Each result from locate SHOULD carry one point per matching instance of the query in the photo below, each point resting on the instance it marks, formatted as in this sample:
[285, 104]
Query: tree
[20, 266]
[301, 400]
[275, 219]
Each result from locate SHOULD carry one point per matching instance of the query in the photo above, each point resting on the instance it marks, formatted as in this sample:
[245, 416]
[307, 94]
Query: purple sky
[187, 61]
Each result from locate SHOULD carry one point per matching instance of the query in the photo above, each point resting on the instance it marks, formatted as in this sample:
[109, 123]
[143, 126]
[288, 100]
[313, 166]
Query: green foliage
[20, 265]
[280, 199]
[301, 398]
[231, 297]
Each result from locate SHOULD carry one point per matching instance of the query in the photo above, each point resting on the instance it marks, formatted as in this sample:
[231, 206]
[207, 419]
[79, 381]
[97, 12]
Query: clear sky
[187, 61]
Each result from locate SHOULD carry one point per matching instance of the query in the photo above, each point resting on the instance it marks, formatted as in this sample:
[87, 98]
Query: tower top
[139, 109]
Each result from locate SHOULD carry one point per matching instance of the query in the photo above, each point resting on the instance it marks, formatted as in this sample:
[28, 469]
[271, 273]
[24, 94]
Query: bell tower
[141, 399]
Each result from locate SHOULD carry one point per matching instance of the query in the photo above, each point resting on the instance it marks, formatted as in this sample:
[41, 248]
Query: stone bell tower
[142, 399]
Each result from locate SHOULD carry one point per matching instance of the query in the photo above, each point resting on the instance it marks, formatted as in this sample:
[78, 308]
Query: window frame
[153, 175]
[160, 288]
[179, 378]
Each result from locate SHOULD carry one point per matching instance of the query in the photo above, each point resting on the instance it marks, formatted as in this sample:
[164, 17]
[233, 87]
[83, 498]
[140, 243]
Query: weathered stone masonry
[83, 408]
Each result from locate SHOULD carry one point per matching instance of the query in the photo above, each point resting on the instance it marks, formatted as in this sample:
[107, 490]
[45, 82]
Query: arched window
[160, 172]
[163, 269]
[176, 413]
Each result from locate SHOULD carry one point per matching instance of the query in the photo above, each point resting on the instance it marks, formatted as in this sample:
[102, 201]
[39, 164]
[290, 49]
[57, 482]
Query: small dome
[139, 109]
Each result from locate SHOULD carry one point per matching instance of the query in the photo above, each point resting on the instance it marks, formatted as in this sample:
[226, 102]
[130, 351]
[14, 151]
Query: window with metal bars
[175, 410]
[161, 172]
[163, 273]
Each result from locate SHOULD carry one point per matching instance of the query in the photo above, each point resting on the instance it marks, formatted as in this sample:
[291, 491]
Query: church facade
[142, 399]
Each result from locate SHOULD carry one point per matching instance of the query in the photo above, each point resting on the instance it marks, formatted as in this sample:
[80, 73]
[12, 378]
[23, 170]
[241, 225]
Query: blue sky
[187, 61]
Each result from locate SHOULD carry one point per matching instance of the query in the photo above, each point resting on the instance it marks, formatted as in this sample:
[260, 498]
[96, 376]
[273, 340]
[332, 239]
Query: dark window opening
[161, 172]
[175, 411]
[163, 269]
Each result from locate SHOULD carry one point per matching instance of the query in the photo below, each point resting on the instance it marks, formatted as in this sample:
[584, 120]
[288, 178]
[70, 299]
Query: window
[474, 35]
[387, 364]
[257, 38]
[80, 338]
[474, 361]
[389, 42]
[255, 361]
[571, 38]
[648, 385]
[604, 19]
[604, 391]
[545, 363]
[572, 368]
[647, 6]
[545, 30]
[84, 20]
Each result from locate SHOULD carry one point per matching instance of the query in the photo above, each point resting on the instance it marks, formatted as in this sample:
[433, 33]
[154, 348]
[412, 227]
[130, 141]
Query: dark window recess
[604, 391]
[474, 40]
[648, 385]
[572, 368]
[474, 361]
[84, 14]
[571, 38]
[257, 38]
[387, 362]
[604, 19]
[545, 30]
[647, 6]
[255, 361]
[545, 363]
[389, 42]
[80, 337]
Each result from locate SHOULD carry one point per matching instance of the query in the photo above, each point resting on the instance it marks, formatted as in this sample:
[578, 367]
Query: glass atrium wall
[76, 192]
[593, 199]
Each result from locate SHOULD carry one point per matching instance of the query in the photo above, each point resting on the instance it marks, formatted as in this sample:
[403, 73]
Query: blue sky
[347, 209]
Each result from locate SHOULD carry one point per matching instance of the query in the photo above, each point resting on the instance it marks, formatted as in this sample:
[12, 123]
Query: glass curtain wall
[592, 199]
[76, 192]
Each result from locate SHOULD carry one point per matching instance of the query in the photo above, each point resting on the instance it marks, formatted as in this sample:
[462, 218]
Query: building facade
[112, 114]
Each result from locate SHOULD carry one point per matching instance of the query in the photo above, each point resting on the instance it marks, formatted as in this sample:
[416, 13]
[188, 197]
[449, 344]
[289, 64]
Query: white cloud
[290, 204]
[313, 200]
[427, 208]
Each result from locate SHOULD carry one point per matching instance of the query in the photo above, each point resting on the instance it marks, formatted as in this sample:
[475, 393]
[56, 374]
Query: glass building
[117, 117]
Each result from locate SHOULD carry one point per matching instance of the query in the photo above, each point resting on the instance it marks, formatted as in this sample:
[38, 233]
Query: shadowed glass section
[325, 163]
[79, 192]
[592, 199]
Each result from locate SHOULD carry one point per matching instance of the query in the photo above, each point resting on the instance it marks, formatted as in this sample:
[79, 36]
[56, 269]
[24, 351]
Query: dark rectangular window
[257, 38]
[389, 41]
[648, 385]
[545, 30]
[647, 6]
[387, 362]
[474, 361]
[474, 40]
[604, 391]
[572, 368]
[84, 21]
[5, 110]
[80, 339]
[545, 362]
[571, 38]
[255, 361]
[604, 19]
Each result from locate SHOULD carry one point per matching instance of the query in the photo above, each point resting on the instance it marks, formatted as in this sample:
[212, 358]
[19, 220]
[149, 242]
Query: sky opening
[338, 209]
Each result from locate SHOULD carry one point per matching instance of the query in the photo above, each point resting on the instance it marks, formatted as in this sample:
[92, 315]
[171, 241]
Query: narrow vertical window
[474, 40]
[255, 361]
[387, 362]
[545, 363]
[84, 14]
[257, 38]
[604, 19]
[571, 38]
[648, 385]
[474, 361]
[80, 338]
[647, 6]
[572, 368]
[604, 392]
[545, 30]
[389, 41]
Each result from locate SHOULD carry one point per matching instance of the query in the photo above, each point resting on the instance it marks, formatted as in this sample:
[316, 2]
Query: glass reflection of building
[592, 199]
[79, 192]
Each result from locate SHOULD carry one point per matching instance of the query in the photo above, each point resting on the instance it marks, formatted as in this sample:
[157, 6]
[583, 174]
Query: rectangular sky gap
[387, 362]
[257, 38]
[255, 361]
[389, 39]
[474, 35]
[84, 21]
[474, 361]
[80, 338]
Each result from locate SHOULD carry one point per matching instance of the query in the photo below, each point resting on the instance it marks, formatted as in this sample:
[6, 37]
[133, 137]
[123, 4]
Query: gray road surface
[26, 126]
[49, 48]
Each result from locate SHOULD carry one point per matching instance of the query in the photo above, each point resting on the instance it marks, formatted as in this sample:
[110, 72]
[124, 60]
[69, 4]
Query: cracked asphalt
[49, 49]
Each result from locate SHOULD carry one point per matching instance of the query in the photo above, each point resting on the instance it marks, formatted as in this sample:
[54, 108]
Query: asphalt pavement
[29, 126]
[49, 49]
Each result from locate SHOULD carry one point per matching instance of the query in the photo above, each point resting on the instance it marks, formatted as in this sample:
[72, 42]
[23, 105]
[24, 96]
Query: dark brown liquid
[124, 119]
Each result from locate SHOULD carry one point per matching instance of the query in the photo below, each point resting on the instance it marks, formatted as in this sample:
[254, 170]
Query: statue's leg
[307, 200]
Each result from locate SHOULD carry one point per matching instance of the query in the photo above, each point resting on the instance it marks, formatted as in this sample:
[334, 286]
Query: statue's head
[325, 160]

------

» **Task statement**
Lines from the one with "Query: rectangular sky gap" through the end of the data: set these down exactly, including both ends and nothing more.

» **Answer for this exercise**
Query: rectangular sky gap
[387, 362]
[257, 38]
[255, 361]
[389, 39]
[474, 35]
[84, 21]
[474, 361]
[80, 338]
Each result from locate SHOULD carry one point per matching instance of the query in the photo below, each point resting on the instance it marks, formatted as in this sample:
[6, 37]
[133, 137]
[123, 4]
Query: gray road surface
[26, 126]
[49, 48]
Each result from locate SHOULD carry one point per matching instance of the query in the photo above, each point resting on the instance it marks, formatted as in this sample:
[110, 72]
[124, 60]
[69, 4]
Query: cracked asphalt
[49, 49]
Each result from locate SHOULD carry one point per matching instance of the query in the photo above, each point resting on the instance it marks, formatted as in this sample:
[54, 108]
Query: asphalt pavement
[29, 126]
[49, 49]
Each result from locate SHOULD carry one point per matching instance of the query in the photo above, each point resting on the instance it marks, formatted as in this sample:
[72, 42]
[23, 105]
[24, 96]
Query: dark brown liquid
[124, 119]
Each result from locate SHOULD carry one point per matching instance of the query in the photo below, each point resting on the instance it marks, formatted as in this sample:
[254, 170]
Query: statue's leg
[307, 200]
Each result from locate SHOULD carry one point per matching instance of the query in the photo above, each point resting on the instance it marks, formatted as in this sample:
[334, 286]
Query: statue's head
[325, 160]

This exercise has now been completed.